Segment Start: Reading passage

Pneumothorax is a common thoracic disorder involving an abnormal collection of air in the space between the lungs and the chest wall[1]. A large volume of air in the pleural cavity can lead to tension pneumothorax, which compress the lungs and heart, causing shock and often death[2]. Therefore, it is important to check for the presence or absence of pneumothorax by taking a chest X-ray when a patient complains of chest pain and dyspnea. Although the diagnosis of pneumothorax based on chest X-rays is essential for patient safety, doing so is difficult for physicians and requires complex imaging techniques[3]. A number of studies have been conducted regarding the use of deep learning for pneumothorax classification with chest X-rays[4-8]. However, existing studies using deep- learning methods to detect the location of pneumothorax in chest X-rays are insufficient[9-11], where these studies have used the convolution neural networks[12] (CNNs).

Completely different from the back-propagation method[13-15] which is the most commonly used method to date for training artificial neural networks (ANNs), a novel deep-learning algorithm, namely, the Kim-Monte Carlo algorithm, has been recently reported[16]. An author (J. S. Kim) developed this algorithm, which imitates the biological evolution of animals that adapt to a given environment according to the principle of the survival of the fittest[16]. The algorithm, a simple training process for ANNs, has been applied to predict the location of the glottis in laryngeal images[16], to detect and classify intracranial haemorrhage on CT images[17], and to detect pneumoperitoneum in abdominal radiograph images[18]. For data classification problems, there have also been studies using ANNs containing morphological neurons[19,20].

Segment End: Reading passage

_Exercise 1_
Copy out the passage on pneumothorax detection, starting at "Completely different from" and ending at "containing morphological neurons[19,20].".
_Exercise 2_
In the passage on pneumothorax detection, what is the name of the deep-learning algorithm that imitates the biological evolution of animals adapting to a given environment?

Segment Start: Record extracts

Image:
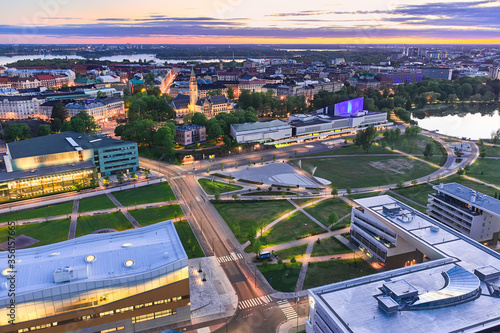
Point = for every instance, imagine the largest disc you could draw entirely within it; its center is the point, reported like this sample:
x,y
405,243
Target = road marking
x,y
287,309
266,299
249,303
231,257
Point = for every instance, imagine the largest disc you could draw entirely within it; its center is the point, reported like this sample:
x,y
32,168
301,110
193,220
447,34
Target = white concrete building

Segment End: Record extracts

_Exercise output 1_
Completely different from the back-propagation method[13-15] which is the most commonly used method to date for training artificial neural networks (ANNs), a novel deep-learning algorithm, namely, the Kim-Monte Carlo algorithm, has been recently reported[16]. An author (J. S. Kim) developed this algorithm, which imitates the biological evolution of animals that adapt to a given environment according to the principle of the survival of the fittest[16]. The algorithm, a simple training process for ANNs, has been applied to predict the location of the glottis in laryngeal images[16], to detect and classify intracranial haemorrhage on CT images[17], and to detect pneumoperitoneum in abdominal radiograph images[18]. For data classification problems, there have also been studies using ANNs containing morphological neurons[19,20].

_Exercise output 2_
The Kim-Monte Carlo algorithm